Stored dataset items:
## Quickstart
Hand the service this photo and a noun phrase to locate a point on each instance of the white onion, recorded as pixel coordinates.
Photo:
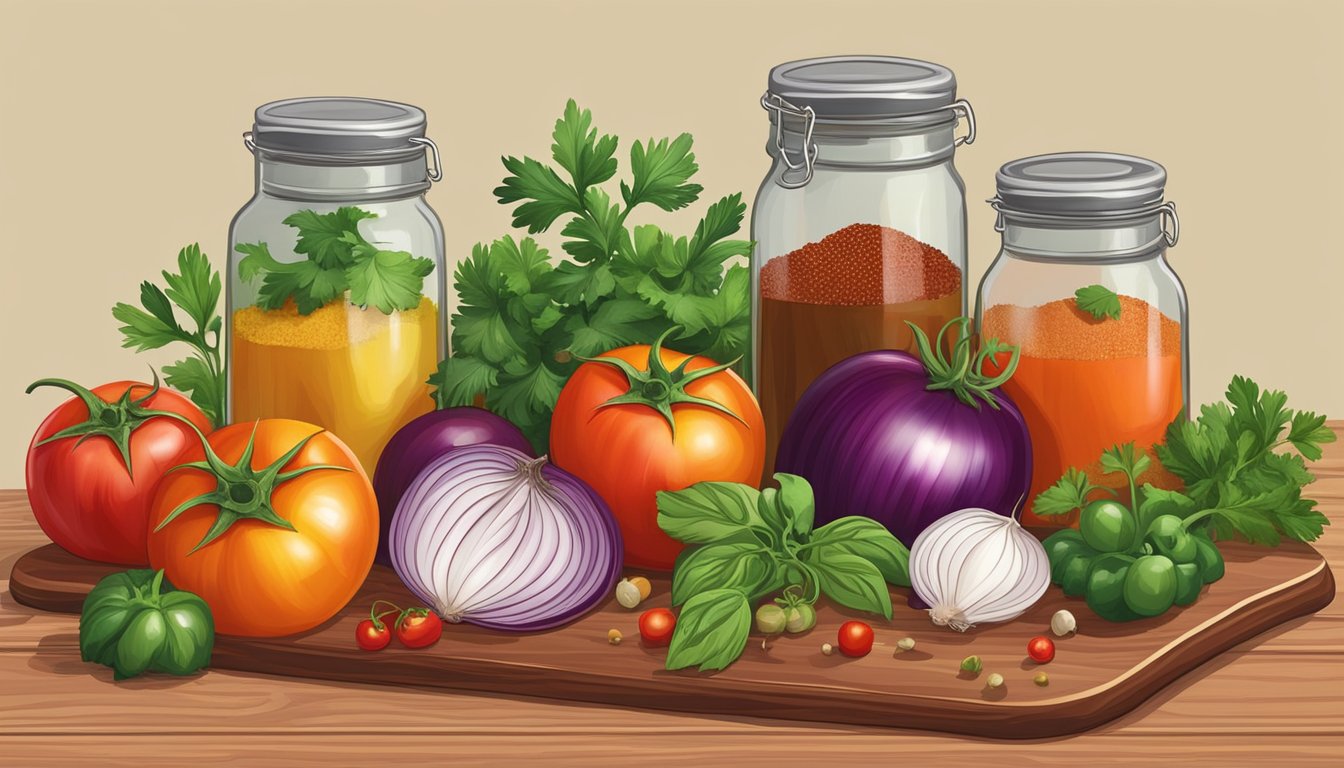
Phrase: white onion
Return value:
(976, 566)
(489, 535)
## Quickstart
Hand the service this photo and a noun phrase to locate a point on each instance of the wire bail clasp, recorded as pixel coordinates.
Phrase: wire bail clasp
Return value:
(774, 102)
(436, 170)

--

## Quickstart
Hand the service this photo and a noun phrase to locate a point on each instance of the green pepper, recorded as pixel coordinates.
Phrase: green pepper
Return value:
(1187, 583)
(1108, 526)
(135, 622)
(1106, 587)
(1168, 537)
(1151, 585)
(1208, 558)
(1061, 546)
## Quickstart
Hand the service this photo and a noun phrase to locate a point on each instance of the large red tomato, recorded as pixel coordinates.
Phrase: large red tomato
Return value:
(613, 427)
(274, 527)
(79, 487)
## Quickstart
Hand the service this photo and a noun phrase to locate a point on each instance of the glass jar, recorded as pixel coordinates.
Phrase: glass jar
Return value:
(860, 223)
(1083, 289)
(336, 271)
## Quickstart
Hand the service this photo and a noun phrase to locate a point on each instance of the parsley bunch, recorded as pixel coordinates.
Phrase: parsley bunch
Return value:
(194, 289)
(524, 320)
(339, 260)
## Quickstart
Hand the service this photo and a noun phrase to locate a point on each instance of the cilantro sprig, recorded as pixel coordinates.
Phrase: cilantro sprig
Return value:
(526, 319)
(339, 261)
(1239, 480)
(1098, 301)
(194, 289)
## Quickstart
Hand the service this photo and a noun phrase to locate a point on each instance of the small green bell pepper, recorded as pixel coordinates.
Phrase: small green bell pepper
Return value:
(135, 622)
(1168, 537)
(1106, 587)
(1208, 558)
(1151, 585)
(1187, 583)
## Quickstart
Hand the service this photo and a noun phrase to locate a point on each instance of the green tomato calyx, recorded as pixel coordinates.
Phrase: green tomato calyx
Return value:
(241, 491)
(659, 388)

# Task to complete:
Wherever a line in the data above holds "glass", copy that line.

# Output below:
Hand the service this photo and a noun phrase to locate a point on each instance of the glass jar, recorded as pixel coordinates.
Phrase: glass jar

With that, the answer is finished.